begin INFORMATION PROVIDED

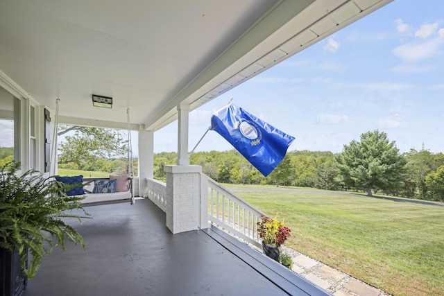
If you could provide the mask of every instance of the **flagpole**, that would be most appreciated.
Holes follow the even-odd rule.
[[[228,105],[230,105],[230,103],[231,103],[231,101],[233,101],[233,98],[231,98],[230,99],[230,101],[228,101],[228,103],[227,103],[227,105],[225,105],[225,107]],[[207,129],[207,131],[203,134],[203,135],[200,137],[200,139],[197,142],[197,143],[196,144],[196,146],[194,146],[194,148],[191,150],[191,152],[188,154],[188,157],[190,157],[193,153],[194,153],[194,150],[196,149],[196,148],[198,146],[198,145],[199,145],[199,143],[200,143],[200,141],[202,141],[202,139],[203,139],[204,137],[205,137],[205,135],[207,134],[207,133],[208,132],[208,131],[211,129],[211,125],[210,125],[208,127],[208,128]]]

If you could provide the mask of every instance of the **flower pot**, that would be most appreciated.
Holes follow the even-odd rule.
[[[0,248],[0,295],[19,296],[26,288],[27,279],[20,268],[19,252]]]
[[[262,241],[262,250],[268,257],[279,262],[279,249],[274,245],[268,245]]]

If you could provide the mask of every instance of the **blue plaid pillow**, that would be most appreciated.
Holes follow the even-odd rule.
[[[114,193],[116,192],[116,184],[117,180],[94,180],[93,193]]]
[[[61,182],[63,184],[67,185],[73,185],[75,184],[83,184],[83,175],[80,175],[78,176],[72,176],[72,177],[56,177],[56,180],[58,182]],[[85,190],[83,189],[83,186],[79,186],[78,187],[74,187],[72,189],[68,190],[65,192],[67,195],[81,195],[85,194]]]

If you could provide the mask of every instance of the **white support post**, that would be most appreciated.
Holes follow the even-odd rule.
[[[166,227],[173,234],[198,229],[201,224],[202,167],[165,166],[164,170],[166,173]]]
[[[145,180],[152,179],[154,172],[154,132],[144,130],[141,126],[138,132],[139,140],[139,195],[145,196],[148,191]]]
[[[189,165],[188,155],[188,117],[189,105],[178,106],[178,165]]]
[[[208,178],[203,174],[200,177],[200,218],[199,228],[208,228]]]

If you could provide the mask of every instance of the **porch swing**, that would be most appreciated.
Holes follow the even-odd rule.
[[[56,116],[54,122],[54,128],[53,134],[53,141],[51,150],[51,166],[50,173],[51,175],[57,175],[57,128],[58,125],[58,110],[60,100],[59,98],[56,101]],[[131,205],[135,202],[135,198],[134,196],[134,187],[133,187],[133,178],[134,178],[134,160],[133,157],[133,146],[131,141],[131,125],[130,121],[130,108],[126,110],[127,121],[128,121],[128,173],[122,176],[119,175],[110,175],[109,178],[107,177],[86,177],[83,178],[83,176],[74,176],[74,177],[58,177],[58,178],[76,178],[81,177],[81,180],[78,182],[83,182],[84,188],[82,189],[81,193],[76,193],[76,195],[85,195],[85,198],[82,200],[81,203],[94,203],[101,202],[110,202],[117,201],[122,200],[130,200]],[[56,177],[57,179],[58,177]],[[109,182],[112,179],[117,179],[115,181],[116,190],[114,191],[101,191],[100,190],[96,191],[96,186],[99,184],[103,184],[104,183]],[[65,179],[67,182],[71,182]],[[64,182],[63,180],[62,182]],[[92,188],[94,186],[94,188]]]

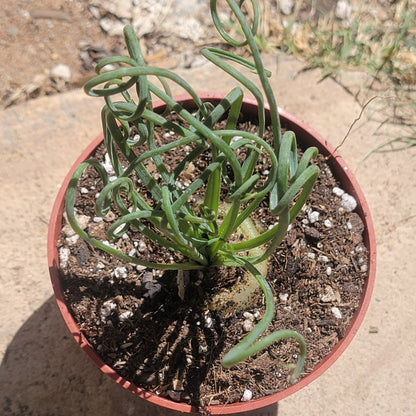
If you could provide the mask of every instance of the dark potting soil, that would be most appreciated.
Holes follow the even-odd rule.
[[[255,126],[246,122],[240,129],[253,131]],[[172,140],[169,136],[162,131],[156,134],[160,143]],[[164,161],[173,169],[189,151],[176,149]],[[104,153],[100,146],[95,157],[103,160]],[[188,165],[181,177],[185,186],[205,163]],[[271,256],[267,273],[276,303],[267,333],[293,329],[304,336],[308,350],[302,376],[344,336],[359,305],[367,271],[363,222],[355,212],[341,208],[341,197],[333,192],[340,185],[330,160],[319,156],[314,163],[320,168],[314,190]],[[267,173],[267,166],[259,169]],[[157,179],[156,171],[154,175]],[[95,217],[100,189],[98,174],[89,168],[80,181],[76,207],[85,216],[88,233],[106,240],[106,229],[116,214]],[[267,203],[256,216],[256,224],[276,221]],[[231,369],[221,366],[223,355],[264,312],[261,295],[253,297],[246,310],[227,317],[207,308],[213,293],[244,279],[241,270],[191,271],[181,300],[175,271],[123,263],[71,236],[70,227],[63,225],[58,248],[67,304],[97,354],[122,377],[160,396],[196,406],[234,403],[245,390],[256,399],[290,385],[298,354],[293,340],[276,343]],[[177,253],[161,249],[135,230],[109,244],[150,261],[182,261]]]

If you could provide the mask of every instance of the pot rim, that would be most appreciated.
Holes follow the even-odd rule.
[[[198,94],[198,96],[203,101],[218,102],[225,97],[225,94],[201,93]],[[181,102],[183,105],[192,105],[194,103],[193,99],[187,94],[178,95],[173,98],[176,101]],[[154,108],[161,107],[162,105],[164,106],[165,104],[161,101],[157,101],[154,103]],[[254,113],[254,110],[257,107],[257,101],[245,98],[243,101],[243,106],[245,107],[245,110],[251,109],[250,111]],[[265,108],[266,110],[268,109],[267,106]],[[207,406],[207,410],[210,411],[213,415],[238,414],[240,412],[247,412],[270,406],[288,397],[289,395],[297,392],[303,387],[306,387],[312,381],[317,379],[340,357],[343,351],[351,343],[352,339],[354,338],[364,319],[364,315],[370,304],[371,294],[374,287],[376,269],[375,232],[368,204],[365,200],[361,187],[357,182],[357,179],[355,178],[351,169],[348,167],[341,155],[339,155],[339,153],[333,148],[333,146],[330,143],[328,143],[328,141],[325,140],[319,133],[317,133],[303,121],[299,120],[298,118],[281,108],[279,108],[279,115],[284,122],[291,124],[291,128],[295,131],[296,136],[298,136],[299,132],[301,132],[303,136],[306,135],[306,139],[305,137],[302,137],[302,143],[304,143],[305,141],[313,141],[313,145],[317,146],[321,153],[323,153],[324,155],[332,156],[332,168],[335,170],[338,179],[341,180],[343,189],[349,194],[353,195],[357,200],[356,211],[365,223],[364,239],[369,251],[367,280],[363,288],[360,305],[350,320],[350,324],[346,330],[346,335],[335,345],[332,351],[315,366],[311,373],[300,379],[297,383],[293,384],[292,386],[260,399],[255,399],[248,402],[232,403],[227,405]],[[137,387],[130,381],[127,381],[123,377],[119,376],[114,369],[105,364],[95,353],[95,350],[87,341],[85,336],[81,333],[78,325],[75,323],[75,320],[73,319],[69,311],[69,308],[65,303],[64,293],[59,278],[59,255],[56,247],[56,241],[61,231],[65,193],[69,184],[69,180],[76,166],[78,166],[79,163],[84,161],[102,141],[103,134],[101,133],[84,149],[84,151],[77,158],[77,160],[69,170],[68,174],[66,175],[64,181],[62,182],[62,185],[57,194],[52,209],[48,229],[47,254],[49,273],[52,281],[53,290],[55,293],[56,302],[65,320],[65,323],[68,326],[68,329],[70,330],[75,341],[78,343],[81,349],[88,355],[88,357],[101,369],[103,373],[110,376],[113,380],[115,380],[125,389],[130,390],[135,395],[138,395],[139,397],[151,403],[172,410],[192,414],[193,412],[197,412],[197,409],[195,407],[186,403],[178,403],[169,399],[159,397],[154,393],[148,392],[147,390]],[[311,145],[311,143],[307,143],[307,145]],[[343,178],[340,178],[339,176],[343,176]]]

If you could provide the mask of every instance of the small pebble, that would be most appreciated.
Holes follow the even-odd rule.
[[[293,0],[279,0],[279,8],[282,14],[288,16],[292,13],[295,3]]]
[[[127,319],[129,319],[129,318],[131,318],[133,316],[133,312],[132,311],[126,311],[126,312],[123,312],[123,313],[121,313],[119,316],[118,316],[118,319],[120,319],[120,321],[125,321],[125,320],[127,320]]]
[[[337,300],[334,289],[331,286],[325,286],[324,293],[320,298],[322,302],[335,302]]]
[[[332,222],[331,222],[331,220],[326,219],[326,220],[324,221],[324,225],[325,225],[325,227],[326,227],[326,228],[331,228],[331,227],[332,227]]]
[[[279,294],[279,299],[282,302],[286,302],[289,299],[289,293],[280,293]]]
[[[116,267],[114,269],[114,277],[117,279],[125,279],[127,277],[127,269],[125,267]]]
[[[332,189],[332,193],[334,193],[336,196],[342,196],[345,193],[345,191],[343,189],[338,188],[337,186],[335,186]]]
[[[242,402],[248,402],[253,398],[253,393],[251,392],[251,390],[244,390],[243,396],[241,397],[241,401]]]
[[[65,268],[68,265],[70,255],[71,250],[68,247],[61,247],[59,249],[59,263],[61,267]]]
[[[244,318],[248,319],[249,321],[254,321],[254,315],[251,312],[244,312],[243,313]]]
[[[140,240],[137,249],[139,250],[139,253],[145,253],[147,251],[146,243],[143,240]]]
[[[348,0],[338,0],[334,14],[338,19],[349,21],[352,16],[350,2]]]
[[[331,312],[335,316],[335,318],[337,318],[337,319],[341,319],[342,318],[341,311],[336,306],[333,306],[331,308]]]
[[[254,324],[253,324],[253,321],[250,321],[250,319],[246,319],[243,322],[243,330],[245,332],[250,332],[252,331],[253,328],[254,328]]]
[[[352,212],[357,208],[357,201],[352,195],[344,193],[341,196],[341,207],[348,212]]]
[[[101,307],[101,320],[106,321],[106,318],[108,318],[111,315],[111,312],[117,308],[117,304],[114,303],[111,300],[107,300],[103,303],[103,306]]]
[[[62,79],[63,81],[68,82],[71,80],[72,77],[71,69],[68,65],[58,64],[51,69],[50,76],[52,78]]]
[[[308,220],[311,224],[318,221],[319,220],[319,212],[318,211],[310,211],[308,213]]]
[[[147,290],[147,292],[143,295],[145,298],[153,298],[153,296],[159,293],[162,289],[162,285],[160,283],[153,282],[147,282],[144,287]]]

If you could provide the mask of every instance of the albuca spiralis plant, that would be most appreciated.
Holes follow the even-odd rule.
[[[299,160],[295,134],[291,131],[282,134],[277,103],[268,81],[270,73],[263,66],[255,42],[260,21],[257,1],[250,0],[254,10],[251,22],[242,10],[244,0],[226,1],[241,26],[244,40],[237,41],[226,32],[218,17],[217,0],[210,2],[213,22],[234,49],[248,47],[252,60],[212,47],[203,49],[202,55],[253,94],[258,102],[257,133],[237,129],[243,101],[243,91],[239,86],[216,106],[202,102],[184,79],[166,69],[146,66],[139,40],[132,27],[126,26],[124,36],[129,56],[102,60],[96,67],[98,75],[85,85],[89,95],[105,100],[102,109],[104,142],[115,178],[110,180],[98,160],[89,159],[81,163],[67,190],[66,212],[69,223],[83,239],[126,262],[153,269],[178,270],[179,276],[189,270],[242,267],[246,271],[247,279],[243,279],[243,285],[247,286],[247,291],[242,291],[244,299],[235,302],[235,307],[238,303],[247,305],[253,291],[260,287],[265,299],[265,314],[253,330],[225,354],[222,364],[229,368],[278,340],[294,338],[300,348],[292,374],[292,381],[295,381],[306,356],[303,337],[289,329],[262,337],[274,316],[273,293],[266,279],[267,259],[281,243],[289,224],[312,190],[318,168],[310,161],[317,149],[307,149]],[[105,72],[109,65],[116,66],[116,69]],[[238,71],[236,68],[239,66],[257,74],[262,88]],[[172,98],[170,82],[190,94],[195,102],[194,113]],[[135,88],[136,99],[131,94],[132,88]],[[116,95],[121,101],[113,99]],[[153,111],[153,97],[166,104],[163,114]],[[270,107],[272,144],[264,139],[266,102]],[[169,114],[175,114],[176,118],[169,117]],[[223,127],[220,129],[216,126],[221,120]],[[156,126],[174,132],[174,139],[157,145]],[[184,146],[191,146],[192,151],[177,166],[167,165],[163,156]],[[140,152],[137,150],[139,147],[142,149]],[[202,154],[209,155],[209,163],[189,186],[181,186],[179,178]],[[261,180],[256,166],[265,157],[270,168],[267,177]],[[149,162],[157,169],[157,179],[147,168]],[[116,220],[108,229],[108,239],[118,239],[128,229],[136,229],[160,247],[180,253],[184,261],[173,264],[151,262],[88,235],[75,216],[77,185],[87,167],[95,168],[103,182],[96,200],[96,215],[105,216],[110,209],[118,211]],[[135,186],[133,175],[144,186],[146,195]],[[195,197],[201,189],[203,192],[198,195],[203,196]],[[269,211],[276,218],[275,225],[267,231],[259,230],[251,218],[263,201],[267,201]],[[230,241],[235,233],[243,234],[244,239]],[[234,294],[237,292],[241,290]],[[232,291],[231,294],[234,295]]]

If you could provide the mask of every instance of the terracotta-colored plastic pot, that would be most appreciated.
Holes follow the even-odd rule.
[[[214,105],[217,104],[222,95],[219,94],[201,94],[200,96],[204,101],[210,101]],[[195,104],[189,96],[180,96],[176,97],[176,101],[180,102],[183,106],[194,108]],[[160,107],[161,111],[163,110],[163,103],[156,104],[155,108]],[[252,100],[245,100],[243,105],[243,112],[248,115],[257,115],[257,103]],[[325,156],[331,156],[330,164],[332,166],[334,175],[337,179],[340,180],[342,188],[348,192],[350,195],[354,196],[357,200],[358,206],[356,212],[360,215],[361,219],[364,221],[365,230],[364,230],[364,241],[369,252],[369,264],[368,264],[368,276],[366,283],[364,285],[364,290],[361,296],[361,302],[358,310],[356,311],[354,317],[351,319],[348,330],[346,331],[345,337],[336,344],[332,352],[327,355],[315,368],[314,370],[298,381],[296,384],[291,387],[280,391],[278,393],[263,397],[261,399],[252,400],[249,402],[234,403],[230,405],[216,405],[210,406],[207,410],[212,415],[268,415],[272,414],[270,409],[271,406],[277,403],[279,400],[284,399],[285,397],[295,393],[301,388],[307,386],[317,377],[319,377],[325,370],[327,370],[342,354],[342,352],[347,348],[347,346],[352,341],[354,335],[357,333],[358,328],[363,321],[364,315],[368,308],[371,293],[374,285],[375,278],[375,268],[376,268],[376,243],[374,236],[373,223],[371,221],[370,211],[365,201],[364,195],[360,189],[360,186],[357,183],[357,180],[353,176],[351,170],[345,163],[345,161],[340,157],[340,155],[334,150],[334,148],[323,139],[318,133],[316,133],[309,126],[303,122],[296,119],[291,114],[287,113],[284,110],[279,110],[282,124],[286,126],[289,130],[293,130],[296,134],[298,142],[302,146],[316,146],[319,151]],[[56,301],[58,307],[62,313],[62,316],[74,336],[76,342],[82,348],[82,350],[91,358],[91,360],[103,371],[105,374],[109,375],[122,387],[130,390],[133,394],[148,400],[154,404],[157,404],[161,407],[166,408],[167,414],[178,414],[172,411],[183,412],[183,414],[198,414],[198,409],[189,406],[184,403],[176,403],[164,398],[157,396],[156,394],[150,393],[142,388],[133,385],[131,382],[123,379],[117,374],[117,372],[106,365],[96,354],[92,346],[86,340],[84,335],[81,333],[77,324],[75,323],[66,303],[65,297],[62,290],[60,278],[59,278],[59,256],[56,248],[57,238],[61,231],[62,224],[62,215],[64,209],[64,198],[66,189],[69,183],[69,180],[72,176],[73,171],[76,166],[83,160],[87,159],[94,149],[101,143],[103,140],[103,135],[99,135],[92,143],[82,152],[78,160],[74,163],[68,175],[66,176],[64,182],[62,183],[61,189],[57,195],[55,205],[53,207],[51,220],[49,224],[49,234],[48,234],[48,262],[49,262],[49,271],[52,280],[53,289],[56,296]],[[168,409],[171,409],[169,411]],[[269,409],[269,410],[267,410]],[[274,412],[275,413],[275,412]],[[180,414],[180,413],[179,413]]]

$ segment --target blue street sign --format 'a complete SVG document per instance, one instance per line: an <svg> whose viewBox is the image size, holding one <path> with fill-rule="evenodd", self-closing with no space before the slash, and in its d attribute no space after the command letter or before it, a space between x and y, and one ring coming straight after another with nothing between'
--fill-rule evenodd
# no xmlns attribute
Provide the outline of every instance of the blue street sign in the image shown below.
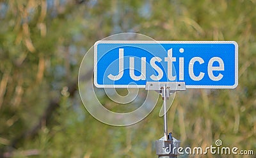
<svg viewBox="0 0 256 158"><path fill-rule="evenodd" d="M147 82L184 82L186 88L235 88L234 41L98 41L94 84L145 88Z"/></svg>

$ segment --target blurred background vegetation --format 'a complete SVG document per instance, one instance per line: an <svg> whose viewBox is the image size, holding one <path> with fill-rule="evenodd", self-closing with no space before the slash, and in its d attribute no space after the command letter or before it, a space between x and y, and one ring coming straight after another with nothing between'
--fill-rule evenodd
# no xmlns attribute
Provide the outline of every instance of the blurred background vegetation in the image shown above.
<svg viewBox="0 0 256 158"><path fill-rule="evenodd" d="M181 146L220 139L224 146L256 152L255 0L2 0L0 157L157 157L160 105L138 124L113 127L87 112L77 91L86 52L123 32L157 40L236 41L237 88L177 93L168 127Z"/></svg>

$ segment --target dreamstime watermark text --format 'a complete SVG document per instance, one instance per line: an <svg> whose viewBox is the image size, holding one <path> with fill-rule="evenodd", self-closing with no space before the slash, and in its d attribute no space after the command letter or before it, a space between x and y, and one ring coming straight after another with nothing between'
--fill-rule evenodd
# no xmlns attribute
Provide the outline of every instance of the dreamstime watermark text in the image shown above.
<svg viewBox="0 0 256 158"><path fill-rule="evenodd" d="M222 146L222 141L218 139L215 141L214 146L211 145L210 146L207 146L205 148L202 147L173 147L172 150L171 145L170 146L165 148L165 152L167 154L170 153L177 153L179 155L206 155L207 154L211 154L212 155L253 155L253 150L239 150L239 148L236 146L234 147L227 147Z"/></svg>

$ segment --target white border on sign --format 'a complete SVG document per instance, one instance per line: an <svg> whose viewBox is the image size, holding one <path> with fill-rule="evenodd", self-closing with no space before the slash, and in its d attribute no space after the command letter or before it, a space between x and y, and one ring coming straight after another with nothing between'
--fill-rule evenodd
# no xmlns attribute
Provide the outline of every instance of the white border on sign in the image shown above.
<svg viewBox="0 0 256 158"><path fill-rule="evenodd" d="M94 85L97 88L143 88L146 85L99 84L97 83L97 46L99 43L231 43L235 45L235 84L232 86L186 85L186 88L234 89L238 85L238 44L235 41L140 41L140 40L99 40L94 43Z"/></svg>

end INFORMATION PROVIDED

TASK » Reproduce the entries word for word, from the very start through the line containing "[[[208,178],[203,174],[200,177],[200,218],[199,228],[208,228]]]", including that line. Leave the pictures out.

THE RESPONSE »
If you could provide the mask of every instance of the **flagpole**, that would be most appreciated.
Holes follow the even-odd rule.
[[[228,105],[230,105],[230,103],[231,103],[231,101],[233,101],[233,98],[231,98],[230,99],[230,101],[228,101],[228,103],[227,103],[227,105],[225,105],[225,107]],[[207,129],[207,131],[203,134],[203,135],[200,137],[200,139],[197,142],[197,143],[196,144],[196,146],[194,146],[194,148],[191,150],[191,152],[188,154],[188,157],[190,157],[193,153],[194,153],[194,150],[196,149],[196,148],[198,146],[198,145],[199,145],[199,143],[200,143],[200,141],[202,141],[202,139],[203,139],[204,137],[205,137],[205,135],[207,134],[207,133],[208,132],[208,131],[211,129],[211,125],[210,125],[208,127],[208,128]]]

If you could provide the mask of every instance of the **flower pot**, that would be most appreciated.
Holes follow the even-odd rule.
[[[0,248],[0,295],[19,296],[26,288],[27,279],[20,268],[19,252]]]
[[[262,241],[262,250],[268,257],[279,262],[279,249],[274,245],[268,245]]]

If you could provide the mask of every instance of the **blue plaid pillow**, that would be most appreciated.
Holes follow the even-odd rule.
[[[114,193],[116,192],[116,184],[117,180],[94,180],[93,193]]]
[[[61,182],[63,184],[67,185],[73,185],[75,184],[83,184],[83,175],[80,175],[78,176],[72,176],[72,177],[56,177],[56,180],[58,182]],[[85,190],[83,189],[83,186],[79,186],[78,187],[74,187],[72,189],[68,190],[65,192],[67,195],[81,195],[85,194]]]

If you could provide the mask of every instance of the **white support post**, that would be most appreciated.
Holes follow the even-odd rule.
[[[166,227],[173,234],[198,229],[201,224],[202,167],[165,166],[164,170],[166,173]]]
[[[145,180],[152,179],[154,172],[154,132],[144,130],[141,126],[138,132],[139,140],[139,195],[145,196],[148,191]]]
[[[189,165],[188,155],[188,117],[189,105],[178,106],[178,165]]]
[[[208,178],[203,174],[200,177],[200,218],[199,228],[208,228]]]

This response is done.